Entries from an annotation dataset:
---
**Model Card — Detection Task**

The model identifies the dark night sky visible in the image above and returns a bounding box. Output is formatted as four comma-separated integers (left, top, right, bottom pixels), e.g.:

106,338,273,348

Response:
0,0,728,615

## [Requirement]
Reproduce the listing in full. Keep it exactly as written.

## [Response for this exercise]
---
**Model Card — Detection Task**

The model identifies the dark night sky visible in the image above and returns a bounding box. Output is formatted as four comma-separated integers (left, top, right, bottom pixels), e.g.:

106,338,273,348

Response:
0,0,728,615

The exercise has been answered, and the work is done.